#### Data in this exercise
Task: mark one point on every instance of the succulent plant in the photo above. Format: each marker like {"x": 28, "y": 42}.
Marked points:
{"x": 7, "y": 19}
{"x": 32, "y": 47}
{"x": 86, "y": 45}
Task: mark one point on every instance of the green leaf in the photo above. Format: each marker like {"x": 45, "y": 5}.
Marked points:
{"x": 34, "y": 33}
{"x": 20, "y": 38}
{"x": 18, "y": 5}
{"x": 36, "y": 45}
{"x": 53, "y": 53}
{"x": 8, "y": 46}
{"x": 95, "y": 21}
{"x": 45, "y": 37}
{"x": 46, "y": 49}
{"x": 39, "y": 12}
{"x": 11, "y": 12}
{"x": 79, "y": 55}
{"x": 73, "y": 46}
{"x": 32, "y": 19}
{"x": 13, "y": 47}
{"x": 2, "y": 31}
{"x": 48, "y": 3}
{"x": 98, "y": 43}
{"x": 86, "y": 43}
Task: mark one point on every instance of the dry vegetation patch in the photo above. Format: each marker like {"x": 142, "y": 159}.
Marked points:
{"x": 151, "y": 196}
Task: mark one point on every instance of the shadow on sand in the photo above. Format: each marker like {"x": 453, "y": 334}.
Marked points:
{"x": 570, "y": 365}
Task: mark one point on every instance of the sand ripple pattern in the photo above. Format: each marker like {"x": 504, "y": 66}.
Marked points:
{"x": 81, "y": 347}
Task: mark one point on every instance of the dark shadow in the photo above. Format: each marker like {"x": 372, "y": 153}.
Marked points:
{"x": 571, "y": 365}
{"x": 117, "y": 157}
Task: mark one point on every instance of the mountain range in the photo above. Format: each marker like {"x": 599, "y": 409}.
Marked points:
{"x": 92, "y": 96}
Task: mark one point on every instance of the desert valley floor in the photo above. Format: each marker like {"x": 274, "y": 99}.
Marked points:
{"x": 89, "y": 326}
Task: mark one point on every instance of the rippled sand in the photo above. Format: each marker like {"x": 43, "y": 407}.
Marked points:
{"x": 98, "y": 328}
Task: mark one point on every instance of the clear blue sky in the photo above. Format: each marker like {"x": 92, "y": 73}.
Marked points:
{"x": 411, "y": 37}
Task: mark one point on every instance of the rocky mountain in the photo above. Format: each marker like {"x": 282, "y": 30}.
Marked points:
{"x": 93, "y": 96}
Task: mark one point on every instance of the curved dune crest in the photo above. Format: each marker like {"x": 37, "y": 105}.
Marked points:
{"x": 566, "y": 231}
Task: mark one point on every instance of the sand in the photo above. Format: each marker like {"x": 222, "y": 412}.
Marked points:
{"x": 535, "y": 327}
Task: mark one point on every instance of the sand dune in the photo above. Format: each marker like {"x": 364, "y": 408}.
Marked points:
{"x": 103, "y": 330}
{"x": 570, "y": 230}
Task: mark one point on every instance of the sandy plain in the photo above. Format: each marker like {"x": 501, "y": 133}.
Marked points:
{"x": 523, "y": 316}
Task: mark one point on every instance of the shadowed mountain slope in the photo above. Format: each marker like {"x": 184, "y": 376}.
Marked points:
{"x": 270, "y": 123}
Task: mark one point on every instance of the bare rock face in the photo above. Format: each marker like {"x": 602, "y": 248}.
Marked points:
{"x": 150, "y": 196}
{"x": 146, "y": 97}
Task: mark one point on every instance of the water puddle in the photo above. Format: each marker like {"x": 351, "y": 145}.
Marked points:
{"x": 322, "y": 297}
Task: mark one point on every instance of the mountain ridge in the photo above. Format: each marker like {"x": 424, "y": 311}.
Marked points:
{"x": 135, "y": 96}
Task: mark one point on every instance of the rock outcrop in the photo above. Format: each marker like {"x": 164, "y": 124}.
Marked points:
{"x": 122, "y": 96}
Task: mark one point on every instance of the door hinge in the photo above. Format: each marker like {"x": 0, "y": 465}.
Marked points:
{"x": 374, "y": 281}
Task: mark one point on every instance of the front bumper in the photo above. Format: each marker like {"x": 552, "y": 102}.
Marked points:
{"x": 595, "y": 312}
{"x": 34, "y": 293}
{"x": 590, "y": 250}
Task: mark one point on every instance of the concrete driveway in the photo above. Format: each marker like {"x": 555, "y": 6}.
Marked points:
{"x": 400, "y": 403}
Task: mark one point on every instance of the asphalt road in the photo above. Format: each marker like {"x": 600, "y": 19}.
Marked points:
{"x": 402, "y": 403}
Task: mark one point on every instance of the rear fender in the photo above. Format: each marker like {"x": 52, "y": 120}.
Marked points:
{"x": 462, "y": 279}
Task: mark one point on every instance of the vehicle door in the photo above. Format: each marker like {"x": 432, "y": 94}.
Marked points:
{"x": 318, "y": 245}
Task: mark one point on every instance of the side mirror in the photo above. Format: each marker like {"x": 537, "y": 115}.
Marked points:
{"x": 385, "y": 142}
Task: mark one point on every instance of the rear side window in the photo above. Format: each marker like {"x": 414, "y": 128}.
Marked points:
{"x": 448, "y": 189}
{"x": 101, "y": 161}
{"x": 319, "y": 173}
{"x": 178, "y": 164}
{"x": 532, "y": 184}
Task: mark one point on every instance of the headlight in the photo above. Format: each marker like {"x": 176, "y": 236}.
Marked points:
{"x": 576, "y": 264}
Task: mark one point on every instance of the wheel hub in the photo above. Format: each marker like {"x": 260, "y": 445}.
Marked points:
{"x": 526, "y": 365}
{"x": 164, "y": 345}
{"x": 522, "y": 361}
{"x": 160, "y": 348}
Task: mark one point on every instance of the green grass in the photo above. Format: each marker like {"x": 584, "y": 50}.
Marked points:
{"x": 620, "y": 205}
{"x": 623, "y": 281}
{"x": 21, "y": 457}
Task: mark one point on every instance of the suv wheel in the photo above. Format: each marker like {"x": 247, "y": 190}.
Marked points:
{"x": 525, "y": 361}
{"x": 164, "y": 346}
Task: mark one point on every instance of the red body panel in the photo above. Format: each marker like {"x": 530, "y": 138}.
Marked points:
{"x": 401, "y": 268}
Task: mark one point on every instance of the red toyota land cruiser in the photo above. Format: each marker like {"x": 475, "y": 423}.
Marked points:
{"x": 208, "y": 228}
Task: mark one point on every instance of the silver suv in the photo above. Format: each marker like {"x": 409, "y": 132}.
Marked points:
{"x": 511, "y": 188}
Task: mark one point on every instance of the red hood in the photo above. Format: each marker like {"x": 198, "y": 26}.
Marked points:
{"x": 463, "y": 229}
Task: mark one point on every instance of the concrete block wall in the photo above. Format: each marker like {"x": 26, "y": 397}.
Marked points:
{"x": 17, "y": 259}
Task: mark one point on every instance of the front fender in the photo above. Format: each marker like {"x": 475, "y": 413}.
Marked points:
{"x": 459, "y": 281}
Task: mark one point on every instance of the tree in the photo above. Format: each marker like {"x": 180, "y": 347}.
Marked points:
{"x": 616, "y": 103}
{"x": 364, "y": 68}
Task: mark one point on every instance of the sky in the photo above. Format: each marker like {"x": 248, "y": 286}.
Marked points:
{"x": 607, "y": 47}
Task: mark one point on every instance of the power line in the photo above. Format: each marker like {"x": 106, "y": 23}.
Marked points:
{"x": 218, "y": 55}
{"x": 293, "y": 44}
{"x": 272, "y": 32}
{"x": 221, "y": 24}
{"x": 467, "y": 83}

#### What the exercise asks
The lines you need are those holding the word "dune"; copy each of them from the material above.

#### Exercise result
Task: mark one point on every instance of the curved dune crest in the photo above. Format: each marker like {"x": 37, "y": 105}.
Task: mark one point on every instance of the sand dune in the photo above. Format: each marker like {"x": 364, "y": 408}.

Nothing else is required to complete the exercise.